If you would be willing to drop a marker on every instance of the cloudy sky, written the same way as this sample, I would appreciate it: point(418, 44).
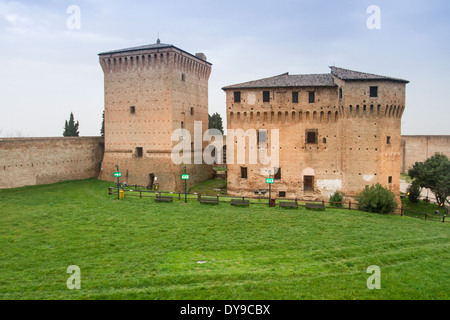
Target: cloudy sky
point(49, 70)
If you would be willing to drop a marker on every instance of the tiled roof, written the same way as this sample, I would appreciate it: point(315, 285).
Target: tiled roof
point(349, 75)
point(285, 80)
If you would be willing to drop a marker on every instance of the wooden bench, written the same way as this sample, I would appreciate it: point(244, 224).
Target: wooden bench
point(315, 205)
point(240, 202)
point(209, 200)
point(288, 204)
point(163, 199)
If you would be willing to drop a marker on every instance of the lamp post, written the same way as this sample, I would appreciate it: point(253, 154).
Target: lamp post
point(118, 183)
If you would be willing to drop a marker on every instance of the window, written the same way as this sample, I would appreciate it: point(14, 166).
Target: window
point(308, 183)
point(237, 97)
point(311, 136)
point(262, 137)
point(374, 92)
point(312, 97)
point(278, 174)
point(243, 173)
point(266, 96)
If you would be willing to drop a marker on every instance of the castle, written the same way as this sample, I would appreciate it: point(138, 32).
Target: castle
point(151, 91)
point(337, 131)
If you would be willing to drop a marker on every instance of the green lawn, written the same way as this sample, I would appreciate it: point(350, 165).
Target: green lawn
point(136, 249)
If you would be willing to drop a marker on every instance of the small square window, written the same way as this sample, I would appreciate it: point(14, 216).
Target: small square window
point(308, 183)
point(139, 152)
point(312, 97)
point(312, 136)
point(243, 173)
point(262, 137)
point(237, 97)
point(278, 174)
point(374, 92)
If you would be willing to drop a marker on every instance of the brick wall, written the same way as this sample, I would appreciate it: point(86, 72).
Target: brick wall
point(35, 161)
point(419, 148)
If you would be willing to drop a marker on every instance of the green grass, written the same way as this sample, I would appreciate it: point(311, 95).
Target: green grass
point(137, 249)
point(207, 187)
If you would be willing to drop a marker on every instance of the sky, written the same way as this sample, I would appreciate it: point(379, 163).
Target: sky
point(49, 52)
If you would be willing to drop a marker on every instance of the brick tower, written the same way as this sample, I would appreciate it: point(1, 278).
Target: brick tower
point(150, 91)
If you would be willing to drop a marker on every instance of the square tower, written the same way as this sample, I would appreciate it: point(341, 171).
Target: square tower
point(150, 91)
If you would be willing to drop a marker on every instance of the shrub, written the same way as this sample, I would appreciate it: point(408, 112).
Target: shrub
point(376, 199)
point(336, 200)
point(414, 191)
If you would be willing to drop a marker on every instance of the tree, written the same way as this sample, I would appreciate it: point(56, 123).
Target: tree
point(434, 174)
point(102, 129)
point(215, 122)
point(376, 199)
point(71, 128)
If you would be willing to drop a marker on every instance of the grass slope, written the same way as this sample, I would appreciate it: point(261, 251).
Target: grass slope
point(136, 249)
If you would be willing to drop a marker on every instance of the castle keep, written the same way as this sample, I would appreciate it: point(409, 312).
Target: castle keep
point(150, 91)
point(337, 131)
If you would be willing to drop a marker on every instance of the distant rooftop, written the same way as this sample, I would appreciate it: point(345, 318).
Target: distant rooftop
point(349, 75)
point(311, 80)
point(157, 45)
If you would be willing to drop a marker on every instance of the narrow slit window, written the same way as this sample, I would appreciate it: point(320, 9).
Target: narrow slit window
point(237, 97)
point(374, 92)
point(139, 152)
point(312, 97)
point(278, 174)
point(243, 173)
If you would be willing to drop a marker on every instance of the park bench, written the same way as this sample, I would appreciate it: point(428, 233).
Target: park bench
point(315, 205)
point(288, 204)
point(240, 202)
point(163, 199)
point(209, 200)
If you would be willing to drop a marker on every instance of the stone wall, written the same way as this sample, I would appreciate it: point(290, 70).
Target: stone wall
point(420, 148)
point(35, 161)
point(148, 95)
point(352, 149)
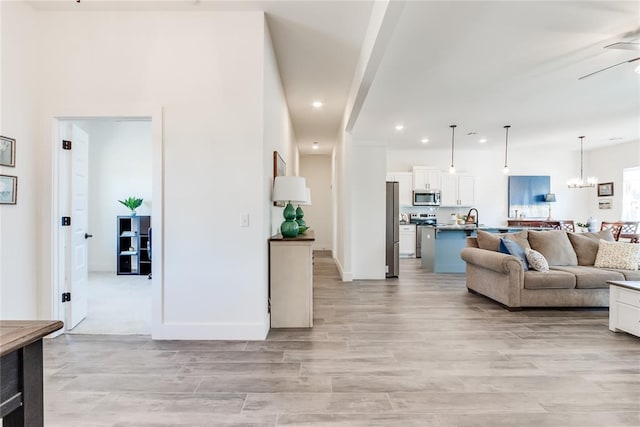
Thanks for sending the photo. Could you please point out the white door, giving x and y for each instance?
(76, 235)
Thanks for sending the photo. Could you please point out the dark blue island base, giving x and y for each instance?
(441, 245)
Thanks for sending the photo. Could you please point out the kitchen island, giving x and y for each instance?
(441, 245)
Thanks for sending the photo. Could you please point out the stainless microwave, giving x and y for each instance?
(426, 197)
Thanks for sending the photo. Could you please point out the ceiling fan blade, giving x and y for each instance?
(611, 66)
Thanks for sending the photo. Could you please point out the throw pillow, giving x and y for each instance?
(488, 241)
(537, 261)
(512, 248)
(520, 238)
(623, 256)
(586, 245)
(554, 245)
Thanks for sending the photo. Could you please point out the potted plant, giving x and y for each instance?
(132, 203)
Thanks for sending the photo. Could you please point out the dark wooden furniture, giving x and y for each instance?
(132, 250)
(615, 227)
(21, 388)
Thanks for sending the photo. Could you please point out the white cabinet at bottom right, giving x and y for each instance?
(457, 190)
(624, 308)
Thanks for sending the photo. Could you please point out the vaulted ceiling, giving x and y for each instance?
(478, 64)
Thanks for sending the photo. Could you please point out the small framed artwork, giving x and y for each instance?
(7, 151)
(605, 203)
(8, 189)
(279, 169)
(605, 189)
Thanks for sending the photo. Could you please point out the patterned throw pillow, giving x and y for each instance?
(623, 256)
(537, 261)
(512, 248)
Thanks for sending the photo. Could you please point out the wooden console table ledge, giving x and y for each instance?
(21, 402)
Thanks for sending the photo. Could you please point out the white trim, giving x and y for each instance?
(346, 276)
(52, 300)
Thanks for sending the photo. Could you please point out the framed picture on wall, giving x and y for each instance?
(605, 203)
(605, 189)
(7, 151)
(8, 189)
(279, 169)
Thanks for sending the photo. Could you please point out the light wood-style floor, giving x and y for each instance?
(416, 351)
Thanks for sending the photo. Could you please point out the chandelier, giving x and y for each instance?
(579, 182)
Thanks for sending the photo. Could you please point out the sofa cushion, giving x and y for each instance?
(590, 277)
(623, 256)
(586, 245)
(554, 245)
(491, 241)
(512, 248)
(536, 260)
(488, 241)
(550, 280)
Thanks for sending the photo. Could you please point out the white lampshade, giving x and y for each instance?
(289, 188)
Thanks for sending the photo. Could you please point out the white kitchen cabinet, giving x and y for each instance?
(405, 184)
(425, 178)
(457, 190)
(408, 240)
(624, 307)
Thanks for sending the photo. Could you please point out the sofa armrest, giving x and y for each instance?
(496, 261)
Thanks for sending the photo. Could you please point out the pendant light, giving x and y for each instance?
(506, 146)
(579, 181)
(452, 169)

:::

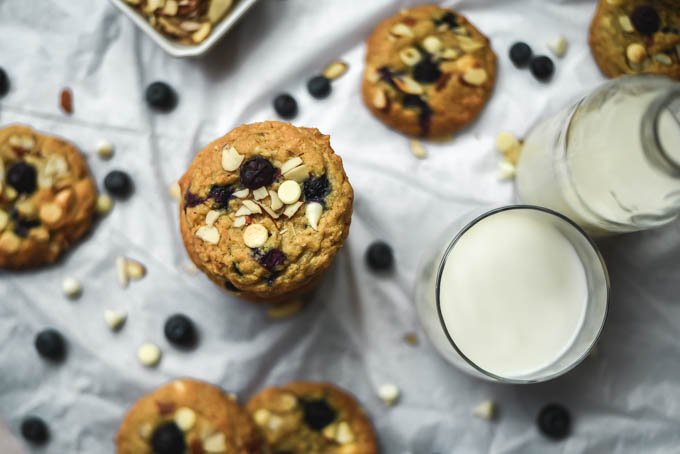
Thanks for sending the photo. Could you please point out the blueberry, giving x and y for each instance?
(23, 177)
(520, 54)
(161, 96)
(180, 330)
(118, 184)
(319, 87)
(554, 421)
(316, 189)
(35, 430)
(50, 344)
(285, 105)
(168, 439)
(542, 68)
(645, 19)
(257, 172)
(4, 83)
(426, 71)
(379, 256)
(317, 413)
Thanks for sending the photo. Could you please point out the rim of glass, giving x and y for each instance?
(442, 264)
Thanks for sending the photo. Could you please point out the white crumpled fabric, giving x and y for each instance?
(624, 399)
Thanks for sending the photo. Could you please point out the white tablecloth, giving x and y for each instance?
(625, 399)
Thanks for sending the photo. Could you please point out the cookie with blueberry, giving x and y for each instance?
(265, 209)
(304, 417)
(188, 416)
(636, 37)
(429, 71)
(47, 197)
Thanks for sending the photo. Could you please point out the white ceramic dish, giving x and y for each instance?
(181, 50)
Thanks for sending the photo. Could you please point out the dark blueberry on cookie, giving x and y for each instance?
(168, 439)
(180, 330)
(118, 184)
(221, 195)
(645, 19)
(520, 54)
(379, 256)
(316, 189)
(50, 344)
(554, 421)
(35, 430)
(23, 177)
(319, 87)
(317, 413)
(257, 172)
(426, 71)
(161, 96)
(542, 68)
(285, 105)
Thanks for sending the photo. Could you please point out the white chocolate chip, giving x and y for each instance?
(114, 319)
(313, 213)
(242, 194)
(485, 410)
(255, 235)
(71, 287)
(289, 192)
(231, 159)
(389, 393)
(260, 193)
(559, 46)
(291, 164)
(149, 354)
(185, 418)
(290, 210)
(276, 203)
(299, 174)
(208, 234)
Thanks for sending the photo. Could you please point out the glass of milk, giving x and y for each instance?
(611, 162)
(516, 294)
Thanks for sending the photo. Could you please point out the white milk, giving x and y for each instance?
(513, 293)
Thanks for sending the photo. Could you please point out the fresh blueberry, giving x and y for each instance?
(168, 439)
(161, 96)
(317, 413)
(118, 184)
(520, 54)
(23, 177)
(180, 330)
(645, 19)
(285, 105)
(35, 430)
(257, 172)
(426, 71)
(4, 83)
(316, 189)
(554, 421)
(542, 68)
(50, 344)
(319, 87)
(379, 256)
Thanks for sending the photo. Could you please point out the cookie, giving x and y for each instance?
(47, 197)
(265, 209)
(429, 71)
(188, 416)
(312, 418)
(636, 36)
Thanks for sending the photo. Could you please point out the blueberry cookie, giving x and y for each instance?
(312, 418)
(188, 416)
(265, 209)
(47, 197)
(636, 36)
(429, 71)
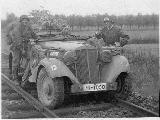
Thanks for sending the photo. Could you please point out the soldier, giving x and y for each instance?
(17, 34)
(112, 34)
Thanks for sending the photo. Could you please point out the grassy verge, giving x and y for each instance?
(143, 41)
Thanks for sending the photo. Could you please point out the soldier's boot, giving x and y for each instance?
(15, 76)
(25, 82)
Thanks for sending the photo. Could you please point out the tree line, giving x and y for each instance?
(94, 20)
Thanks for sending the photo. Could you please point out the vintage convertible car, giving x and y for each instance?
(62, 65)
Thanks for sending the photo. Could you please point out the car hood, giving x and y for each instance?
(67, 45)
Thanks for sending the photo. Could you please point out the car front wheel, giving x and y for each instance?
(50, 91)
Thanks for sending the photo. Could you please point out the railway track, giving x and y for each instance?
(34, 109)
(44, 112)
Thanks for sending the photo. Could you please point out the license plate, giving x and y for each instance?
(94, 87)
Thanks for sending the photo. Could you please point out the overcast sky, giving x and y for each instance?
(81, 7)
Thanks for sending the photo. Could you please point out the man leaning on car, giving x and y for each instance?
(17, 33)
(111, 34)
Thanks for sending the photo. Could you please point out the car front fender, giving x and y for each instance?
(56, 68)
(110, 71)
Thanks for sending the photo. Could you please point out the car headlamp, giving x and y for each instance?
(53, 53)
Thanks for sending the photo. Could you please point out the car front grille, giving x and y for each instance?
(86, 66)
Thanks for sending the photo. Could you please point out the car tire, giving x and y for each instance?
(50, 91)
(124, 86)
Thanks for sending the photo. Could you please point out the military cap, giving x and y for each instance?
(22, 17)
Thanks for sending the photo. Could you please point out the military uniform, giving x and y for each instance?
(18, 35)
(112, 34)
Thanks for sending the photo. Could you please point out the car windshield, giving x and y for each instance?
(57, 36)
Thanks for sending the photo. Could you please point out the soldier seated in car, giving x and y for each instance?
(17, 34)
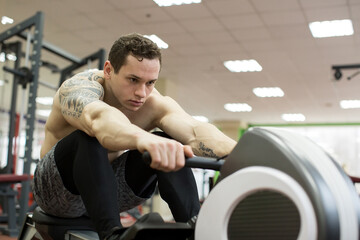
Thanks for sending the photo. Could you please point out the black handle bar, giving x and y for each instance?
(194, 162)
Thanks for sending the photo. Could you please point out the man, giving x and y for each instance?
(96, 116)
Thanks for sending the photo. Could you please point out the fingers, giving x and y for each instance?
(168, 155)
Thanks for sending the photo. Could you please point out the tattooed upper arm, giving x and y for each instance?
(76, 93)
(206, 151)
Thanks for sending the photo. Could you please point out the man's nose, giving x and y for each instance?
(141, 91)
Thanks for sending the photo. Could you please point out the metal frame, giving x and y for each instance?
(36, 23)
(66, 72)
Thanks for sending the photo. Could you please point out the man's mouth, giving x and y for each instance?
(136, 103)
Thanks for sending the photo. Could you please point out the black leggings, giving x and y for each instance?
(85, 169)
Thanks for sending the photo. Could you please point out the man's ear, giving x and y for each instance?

:::

Assignment
Within the listing above, the lines starting at the one containing "it: point(418, 44)." and ending at the one containing "it: point(14, 166)." are to be returned exactly. Omit the pictures.

Completed exercise
If you would be willing to drop a marker on every instance of the cloudy sky, written the same way as this sample, I would appreciate it: point(418, 44).
Target: cloudy sky
point(49, 70)
If you would be willing to drop a marker on every instance of the tiled roof, written the same way as this sample, I would appreciate it: point(315, 285).
Target: tiled roof
point(349, 75)
point(285, 80)
If you would be willing to drop a marker on every instance of the wooden bench, written the same way as this sample, I would appreciate it: point(244, 224).
Target: wooden bench
point(315, 205)
point(240, 202)
point(209, 200)
point(288, 204)
point(163, 199)
If you would be willing to drop a marker on every instance of the lamp post, written the same way as this sample, I would appreciate it: point(253, 154).
Target: lamp post
point(118, 183)
If you would be willing to drop a marker on every instance of the window, written the same way as this sample, I would appreciate it: point(14, 166).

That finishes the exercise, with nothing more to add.